Alors que le jeune Forrest se fraye un chemin dans l’allée d’un bus scolaire, nous voyons, à travers ses yeux, des camarades de classe se moquer de lui et refuser de partager leur siège. Puis la caméra revient sur le visage de Forrest, ce qui nous permet de voir sa réaction – une expression silencieuse et blessée.
En tant que lecteur/spectateur, nous ne pouvons nous empêcher d’avoir de la peine pour ce petit garçon. Nos propres expériences, accumulées tout au long de notre vie, sont les ingrédients d’une fiction narrative aussi puissante. De son point de vue, nous ressentons ce qu’il ressent ; ensuite, de l’extérieur, nous nous disons : Ce pauvre gosse, comment peuvent-ils le traiter de la sorte ?

Certes, nous savons que Forrest Gump n’est pas une vraie personne. Et pourtant, ce personnage nous émeut. Pourquoi ?
La façon dont nous réagissons aux personnages de fiction a beaucoup à voir avec notre capacité à nous connecter aux autres et à nous sentir concernés par la situation d’une personne. Il est admis que nous n’aurions aucun moyen de traiter un personnage sur le plan cognitif si nous n’avions pas d’expériences avec des personnes en dehors de l’univers fictif. Les expériences avec les personnages de fiction résonnent en nous parce que nous avons vécu des expériences profondes avec des personnes véritables tout au long de notre vie.

Empathie et sympathie

L’empathie et la sympathie sont des phénomènes que nous expérimentons presque quotidiennement dans nos relations avec les autres et qui jouent un rôle clé dans la façon dont nous réagissons aux personnages de fiction. Selon les psychologues sociaux, l’empathie nous permet de ressentir les sentiments d’une autre personne (ou du moins de reconstruire, de nous représenter ce que nous pensons que cette personne ressent sans que nous ayons à le raisonner).
L’empathie peut ensuite conduire à la sympathie (comme similitude de sentiments), c’est-à-dire à notre capacité à comprendre qu’une autre personne souffre, ce qui nous incite souvent à vouloir atténuer cette douleur pour elle.

Tant que le récit donne une perspective appropriée à un personnage de fiction – nous permettant à la fois d’imaginer sa douleur et de percevoir son expérience à distance, par procuration, comme dans Forrest Gump – nous pouvons momentanément oublier le fait que ce personnage n’existe que dans le domaine de la fiction. Nous déplorons que leurs rêves soient anéantis ou qu’ils soient tués, et nous nous réjouissons avec eux lorsque les choses vont dans leur sens.

——

#### PROBLÈME À RÉSOUDRE:
Relevez tous les groupes nominaux qui désignent le jeune garçon dans les deux premiers paragraphes de l'extrait.

#### DONNÉES FOURNIES:

——

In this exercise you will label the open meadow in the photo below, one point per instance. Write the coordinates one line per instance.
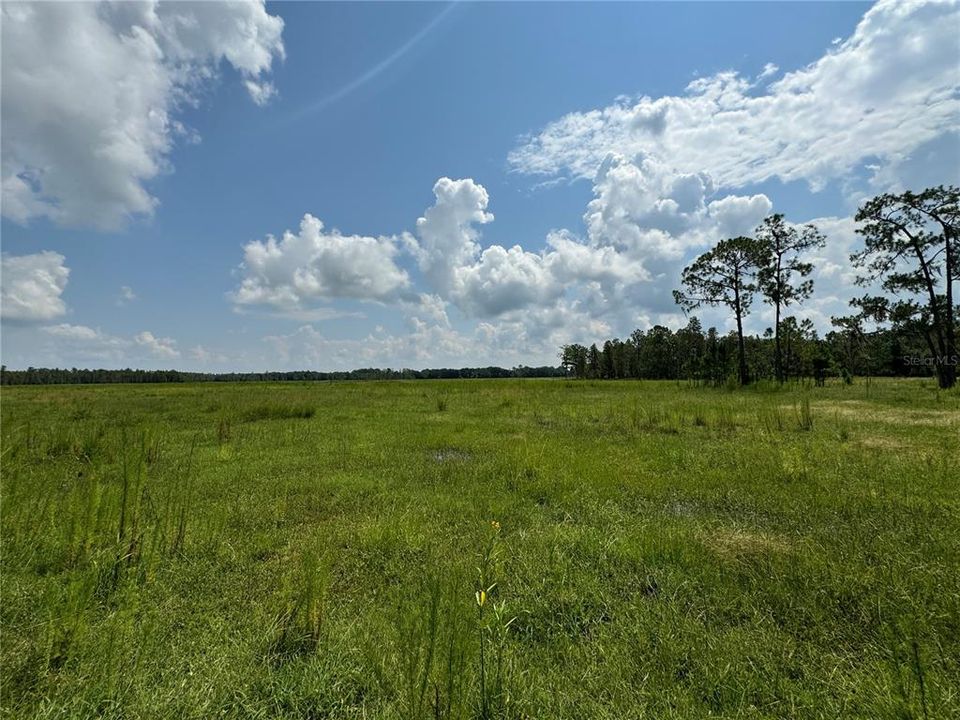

——

#### RÉPONSE FINALE:
- le jeune Forrest
- Forrest (dans « le visage de Forrest »)
- ce petit garçon
- Ce pauvre gosse